*Your instructions:* Please write out all of the data below exactly, without including the pictures.

*Data to use:*
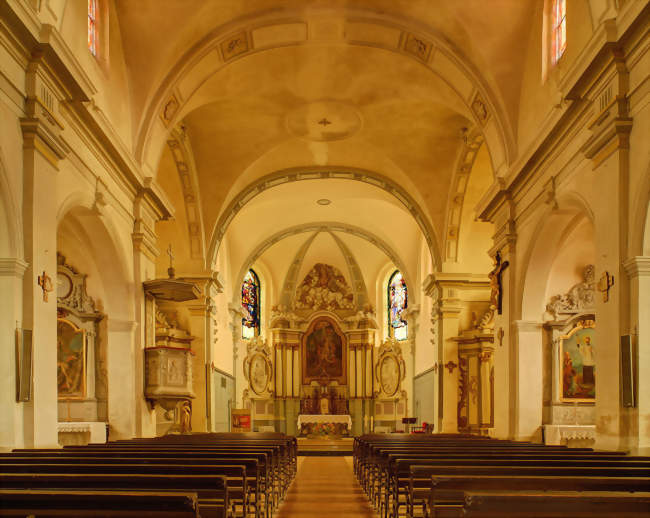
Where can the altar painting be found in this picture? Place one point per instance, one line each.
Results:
(577, 364)
(324, 352)
(71, 360)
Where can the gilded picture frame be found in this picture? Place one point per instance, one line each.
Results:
(577, 365)
(259, 373)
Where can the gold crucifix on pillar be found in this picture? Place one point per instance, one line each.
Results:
(170, 271)
(496, 283)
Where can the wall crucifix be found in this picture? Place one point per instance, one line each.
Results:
(496, 283)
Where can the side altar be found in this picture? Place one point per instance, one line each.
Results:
(318, 370)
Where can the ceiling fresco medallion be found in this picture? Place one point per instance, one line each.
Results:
(323, 121)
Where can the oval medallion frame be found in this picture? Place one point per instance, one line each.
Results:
(259, 365)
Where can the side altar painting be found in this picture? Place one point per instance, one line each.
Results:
(578, 363)
(324, 287)
(324, 352)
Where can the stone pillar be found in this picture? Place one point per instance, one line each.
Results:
(121, 354)
(43, 148)
(11, 280)
(529, 400)
(638, 270)
(608, 150)
(505, 350)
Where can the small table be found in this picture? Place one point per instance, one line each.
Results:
(324, 424)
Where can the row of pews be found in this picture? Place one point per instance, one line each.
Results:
(216, 475)
(453, 475)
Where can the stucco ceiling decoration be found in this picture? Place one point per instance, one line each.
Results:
(323, 173)
(228, 44)
(466, 158)
(316, 227)
(323, 121)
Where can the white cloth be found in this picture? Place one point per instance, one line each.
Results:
(324, 418)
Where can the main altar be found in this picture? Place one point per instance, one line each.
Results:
(319, 370)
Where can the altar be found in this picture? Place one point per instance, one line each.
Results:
(324, 424)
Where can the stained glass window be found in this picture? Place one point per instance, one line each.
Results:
(397, 303)
(92, 27)
(250, 302)
(559, 29)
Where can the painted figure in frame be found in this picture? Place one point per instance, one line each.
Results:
(579, 365)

*Expected answer:*
Where can the altar painting be found in this picture? Place one point per instance, one line each.
Results:
(577, 364)
(324, 352)
(71, 360)
Where can the gilded picture frame be found in this picture? Place one point per instance, one line each.
Results:
(577, 365)
(259, 373)
Where can the gold crucifix on pillar be found in this picture? Place one point per instance, one line each.
Results:
(170, 271)
(496, 283)
Where can the wall crucifix be found in this picture? Place one point per instance, one line each.
Results:
(496, 283)
Where can the side altar be found in this picture? Place one point per instance, one line each.
Results:
(318, 370)
Where can the ceiling fresco medallion be found in this picture? Place one point per instance, one line each.
Results:
(323, 121)
Where can the oval medallion frame be found in this picture? Place one point per instance, one line each.
Results:
(259, 365)
Where can the side altar painting be found in this picture? Place one point per instance, one line each.
Results:
(578, 363)
(324, 287)
(324, 352)
Where can the stone pillar be found in this picture? Place one point per instance, one line each.
Results:
(121, 354)
(43, 148)
(11, 280)
(529, 400)
(638, 270)
(608, 150)
(505, 350)
Where can the small table be found in this picture? Place one point per instance, one line each.
Results:
(324, 424)
Where can the row of pews be found in this picture? Place one point per instance, one line each.
Results:
(216, 475)
(453, 475)
Where can the stucco ceiling decoration be found in this picture? Place one point per instance, one line each.
Results:
(323, 173)
(228, 44)
(466, 158)
(316, 227)
(323, 121)
Where can the white cloth be found in this picture? Place one point per instance, one line each.
Results:
(324, 418)
Where can the main altar be found in this picture? Place one point per instance, one line each.
Results:
(319, 370)
Where can the altar be found in this picture? Place one point per instance, one line each.
Results:
(324, 424)
Where can the stained glass window be found in this picture? Place one point per instance, one line each.
Results:
(397, 303)
(92, 27)
(250, 302)
(559, 29)
Where can the painted figure in frame be found in this picture? Place one point per instance, one line each.
Results:
(579, 365)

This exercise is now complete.